Record list —
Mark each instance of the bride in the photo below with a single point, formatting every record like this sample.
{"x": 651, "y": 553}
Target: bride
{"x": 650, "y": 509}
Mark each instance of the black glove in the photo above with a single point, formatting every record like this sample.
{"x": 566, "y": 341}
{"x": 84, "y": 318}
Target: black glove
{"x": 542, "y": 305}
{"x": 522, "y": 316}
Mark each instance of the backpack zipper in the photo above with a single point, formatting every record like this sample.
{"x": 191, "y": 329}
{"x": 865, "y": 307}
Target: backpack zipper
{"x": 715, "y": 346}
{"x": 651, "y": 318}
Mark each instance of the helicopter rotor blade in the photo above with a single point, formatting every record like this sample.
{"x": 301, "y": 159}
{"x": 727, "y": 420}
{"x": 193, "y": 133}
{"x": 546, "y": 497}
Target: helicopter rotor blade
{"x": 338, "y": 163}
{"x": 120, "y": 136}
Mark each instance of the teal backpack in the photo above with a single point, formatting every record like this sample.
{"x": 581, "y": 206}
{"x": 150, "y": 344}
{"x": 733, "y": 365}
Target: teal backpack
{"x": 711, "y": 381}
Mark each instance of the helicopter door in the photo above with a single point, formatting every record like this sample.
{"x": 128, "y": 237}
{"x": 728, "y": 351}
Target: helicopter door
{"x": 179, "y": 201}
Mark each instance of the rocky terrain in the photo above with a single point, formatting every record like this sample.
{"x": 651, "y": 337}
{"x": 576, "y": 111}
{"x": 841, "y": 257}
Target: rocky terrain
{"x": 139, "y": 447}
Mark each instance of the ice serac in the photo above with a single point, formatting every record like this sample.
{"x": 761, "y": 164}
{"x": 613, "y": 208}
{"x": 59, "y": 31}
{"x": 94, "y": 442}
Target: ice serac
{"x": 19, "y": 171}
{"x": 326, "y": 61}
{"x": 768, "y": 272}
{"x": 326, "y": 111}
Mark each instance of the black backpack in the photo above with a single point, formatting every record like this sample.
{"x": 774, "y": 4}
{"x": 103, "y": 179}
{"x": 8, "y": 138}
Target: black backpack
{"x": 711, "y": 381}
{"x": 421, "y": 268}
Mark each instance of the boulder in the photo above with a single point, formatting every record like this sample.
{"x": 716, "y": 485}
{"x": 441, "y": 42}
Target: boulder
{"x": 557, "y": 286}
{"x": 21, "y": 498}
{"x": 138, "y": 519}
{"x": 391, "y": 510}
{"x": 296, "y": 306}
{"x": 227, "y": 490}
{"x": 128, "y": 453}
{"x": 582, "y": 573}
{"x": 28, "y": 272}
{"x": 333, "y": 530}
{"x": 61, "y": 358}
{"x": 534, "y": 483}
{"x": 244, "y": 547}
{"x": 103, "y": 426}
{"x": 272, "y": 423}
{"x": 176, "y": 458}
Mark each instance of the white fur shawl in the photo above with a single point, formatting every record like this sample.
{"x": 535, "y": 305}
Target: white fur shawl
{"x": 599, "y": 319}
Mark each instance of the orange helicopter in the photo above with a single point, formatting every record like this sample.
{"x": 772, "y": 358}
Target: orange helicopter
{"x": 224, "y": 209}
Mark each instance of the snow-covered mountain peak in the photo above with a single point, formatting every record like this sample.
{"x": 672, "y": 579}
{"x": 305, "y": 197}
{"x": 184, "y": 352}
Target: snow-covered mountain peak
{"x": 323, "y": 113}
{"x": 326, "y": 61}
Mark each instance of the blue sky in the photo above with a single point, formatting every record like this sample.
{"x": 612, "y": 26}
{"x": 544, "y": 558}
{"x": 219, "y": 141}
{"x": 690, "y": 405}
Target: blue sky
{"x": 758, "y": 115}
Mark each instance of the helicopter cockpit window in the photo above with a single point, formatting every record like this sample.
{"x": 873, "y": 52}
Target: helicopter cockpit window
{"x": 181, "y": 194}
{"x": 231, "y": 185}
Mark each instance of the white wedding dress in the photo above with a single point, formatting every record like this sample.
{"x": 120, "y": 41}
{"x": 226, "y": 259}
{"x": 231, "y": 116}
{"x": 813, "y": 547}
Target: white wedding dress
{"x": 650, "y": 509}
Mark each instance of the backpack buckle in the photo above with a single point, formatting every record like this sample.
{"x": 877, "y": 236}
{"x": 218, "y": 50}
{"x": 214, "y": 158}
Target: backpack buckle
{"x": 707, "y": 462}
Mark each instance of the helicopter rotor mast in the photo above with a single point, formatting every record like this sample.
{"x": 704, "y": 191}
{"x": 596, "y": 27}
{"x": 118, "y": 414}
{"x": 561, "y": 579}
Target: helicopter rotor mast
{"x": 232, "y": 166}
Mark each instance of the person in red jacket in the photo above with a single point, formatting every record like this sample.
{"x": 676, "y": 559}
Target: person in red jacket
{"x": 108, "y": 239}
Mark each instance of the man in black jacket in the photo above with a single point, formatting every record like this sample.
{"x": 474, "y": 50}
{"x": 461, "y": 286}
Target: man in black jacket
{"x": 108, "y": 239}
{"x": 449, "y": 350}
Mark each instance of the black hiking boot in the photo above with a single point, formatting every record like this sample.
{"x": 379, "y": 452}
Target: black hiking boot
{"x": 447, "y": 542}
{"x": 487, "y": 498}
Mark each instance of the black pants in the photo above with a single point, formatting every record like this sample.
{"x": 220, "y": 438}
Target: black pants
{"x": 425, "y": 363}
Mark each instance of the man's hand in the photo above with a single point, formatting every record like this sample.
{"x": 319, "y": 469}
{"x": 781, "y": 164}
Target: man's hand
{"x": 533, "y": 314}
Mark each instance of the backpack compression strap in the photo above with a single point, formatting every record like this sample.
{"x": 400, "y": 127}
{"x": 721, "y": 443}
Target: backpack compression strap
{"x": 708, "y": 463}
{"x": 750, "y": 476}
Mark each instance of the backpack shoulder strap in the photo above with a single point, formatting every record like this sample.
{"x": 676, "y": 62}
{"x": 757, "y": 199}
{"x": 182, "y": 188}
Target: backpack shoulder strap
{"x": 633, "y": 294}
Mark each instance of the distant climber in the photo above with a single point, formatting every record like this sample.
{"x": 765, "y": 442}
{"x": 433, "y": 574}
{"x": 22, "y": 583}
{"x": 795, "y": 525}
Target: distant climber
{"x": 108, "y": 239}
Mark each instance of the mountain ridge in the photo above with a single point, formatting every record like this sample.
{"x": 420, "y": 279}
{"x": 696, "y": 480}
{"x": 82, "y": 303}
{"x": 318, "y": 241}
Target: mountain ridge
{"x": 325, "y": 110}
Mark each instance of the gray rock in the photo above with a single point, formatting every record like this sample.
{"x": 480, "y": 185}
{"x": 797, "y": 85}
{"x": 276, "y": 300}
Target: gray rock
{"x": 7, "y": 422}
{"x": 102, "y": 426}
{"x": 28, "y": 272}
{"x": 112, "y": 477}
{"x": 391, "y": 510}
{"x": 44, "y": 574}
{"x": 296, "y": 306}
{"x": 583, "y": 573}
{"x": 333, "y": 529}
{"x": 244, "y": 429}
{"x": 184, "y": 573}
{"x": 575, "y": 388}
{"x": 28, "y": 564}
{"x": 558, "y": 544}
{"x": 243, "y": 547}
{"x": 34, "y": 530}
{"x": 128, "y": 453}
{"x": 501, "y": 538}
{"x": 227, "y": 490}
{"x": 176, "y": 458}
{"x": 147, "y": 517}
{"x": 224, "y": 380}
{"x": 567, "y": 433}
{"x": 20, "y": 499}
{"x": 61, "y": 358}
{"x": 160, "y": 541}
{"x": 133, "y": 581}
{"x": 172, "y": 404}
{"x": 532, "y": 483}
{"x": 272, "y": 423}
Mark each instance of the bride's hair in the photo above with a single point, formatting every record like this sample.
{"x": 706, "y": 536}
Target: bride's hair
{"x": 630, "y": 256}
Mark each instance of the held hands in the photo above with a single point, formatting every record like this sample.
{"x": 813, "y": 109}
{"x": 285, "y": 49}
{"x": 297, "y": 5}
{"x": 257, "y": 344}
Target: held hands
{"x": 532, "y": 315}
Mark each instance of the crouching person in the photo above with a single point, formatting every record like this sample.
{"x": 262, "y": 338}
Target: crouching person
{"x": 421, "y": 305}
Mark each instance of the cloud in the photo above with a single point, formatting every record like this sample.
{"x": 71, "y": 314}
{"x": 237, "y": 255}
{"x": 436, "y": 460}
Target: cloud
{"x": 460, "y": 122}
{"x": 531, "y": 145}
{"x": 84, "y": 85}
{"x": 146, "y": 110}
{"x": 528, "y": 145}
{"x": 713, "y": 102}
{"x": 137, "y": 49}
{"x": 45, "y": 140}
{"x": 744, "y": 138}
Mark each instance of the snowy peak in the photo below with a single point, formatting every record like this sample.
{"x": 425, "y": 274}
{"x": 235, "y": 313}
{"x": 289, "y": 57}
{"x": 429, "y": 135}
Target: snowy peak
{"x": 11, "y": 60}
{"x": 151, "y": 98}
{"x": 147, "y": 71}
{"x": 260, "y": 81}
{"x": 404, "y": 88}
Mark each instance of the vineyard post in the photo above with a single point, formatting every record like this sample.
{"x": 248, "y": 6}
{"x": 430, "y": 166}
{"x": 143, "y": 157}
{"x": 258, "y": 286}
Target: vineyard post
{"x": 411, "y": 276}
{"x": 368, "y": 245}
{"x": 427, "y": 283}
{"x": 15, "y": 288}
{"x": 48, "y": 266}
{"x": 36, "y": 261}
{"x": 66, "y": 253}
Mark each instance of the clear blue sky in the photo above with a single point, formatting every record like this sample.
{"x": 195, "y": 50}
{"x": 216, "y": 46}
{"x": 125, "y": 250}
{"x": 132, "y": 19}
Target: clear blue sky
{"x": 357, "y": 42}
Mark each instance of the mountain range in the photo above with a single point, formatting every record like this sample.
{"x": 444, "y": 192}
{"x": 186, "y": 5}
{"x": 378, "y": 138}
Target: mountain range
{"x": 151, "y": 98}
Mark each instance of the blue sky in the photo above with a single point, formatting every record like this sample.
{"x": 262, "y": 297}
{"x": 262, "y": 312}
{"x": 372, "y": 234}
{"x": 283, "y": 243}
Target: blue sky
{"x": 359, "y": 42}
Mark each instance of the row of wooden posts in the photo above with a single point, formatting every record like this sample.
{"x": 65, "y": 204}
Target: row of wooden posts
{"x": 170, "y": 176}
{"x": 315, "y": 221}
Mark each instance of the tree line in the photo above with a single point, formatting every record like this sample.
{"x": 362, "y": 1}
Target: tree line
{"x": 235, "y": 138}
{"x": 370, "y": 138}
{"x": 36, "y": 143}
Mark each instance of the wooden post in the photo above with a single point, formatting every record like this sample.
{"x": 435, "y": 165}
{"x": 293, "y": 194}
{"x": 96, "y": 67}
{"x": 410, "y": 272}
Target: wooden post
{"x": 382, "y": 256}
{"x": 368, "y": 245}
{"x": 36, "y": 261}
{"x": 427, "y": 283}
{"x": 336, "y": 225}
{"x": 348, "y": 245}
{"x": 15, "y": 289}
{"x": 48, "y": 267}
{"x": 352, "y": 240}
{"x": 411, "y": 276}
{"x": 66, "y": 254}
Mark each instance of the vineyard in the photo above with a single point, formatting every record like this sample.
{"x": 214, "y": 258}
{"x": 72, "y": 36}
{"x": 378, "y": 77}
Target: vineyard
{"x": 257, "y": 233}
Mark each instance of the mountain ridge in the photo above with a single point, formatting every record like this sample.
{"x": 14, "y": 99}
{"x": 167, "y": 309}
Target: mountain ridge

Task to complete —
Repeat exactly the lines from the one containing "Mark each instance of the row" through the last line of the records above, both included, and nothing else.

Final result —
Mark each instance of the row of wooden posts in the photo above with a single point, formatting every record like this sample.
{"x": 65, "y": 204}
Target: row of wooden posts
{"x": 170, "y": 176}
{"x": 315, "y": 221}
Mark each instance of the tree line in the photo above with a single point, formatting every record like this sample.
{"x": 362, "y": 1}
Target: tree line
{"x": 235, "y": 138}
{"x": 370, "y": 138}
{"x": 36, "y": 143}
Mark each instance of the wooden post in the photo above with a single point, formatting every record like this sample.
{"x": 435, "y": 165}
{"x": 293, "y": 194}
{"x": 96, "y": 67}
{"x": 410, "y": 272}
Target: wooden post
{"x": 382, "y": 256}
{"x": 368, "y": 245}
{"x": 36, "y": 261}
{"x": 427, "y": 283}
{"x": 336, "y": 225}
{"x": 348, "y": 245}
{"x": 15, "y": 289}
{"x": 48, "y": 267}
{"x": 352, "y": 240}
{"x": 411, "y": 276}
{"x": 66, "y": 254}
Mark each instance of the vineyard in the photo above with a single point, formatting every record like this sample.
{"x": 214, "y": 258}
{"x": 72, "y": 36}
{"x": 378, "y": 77}
Target: vineyard
{"x": 257, "y": 233}
Mark each instance of the mountain ridge in the photo above with a single point, formatting every record like this sample.
{"x": 14, "y": 99}
{"x": 167, "y": 309}
Target: mountain ridge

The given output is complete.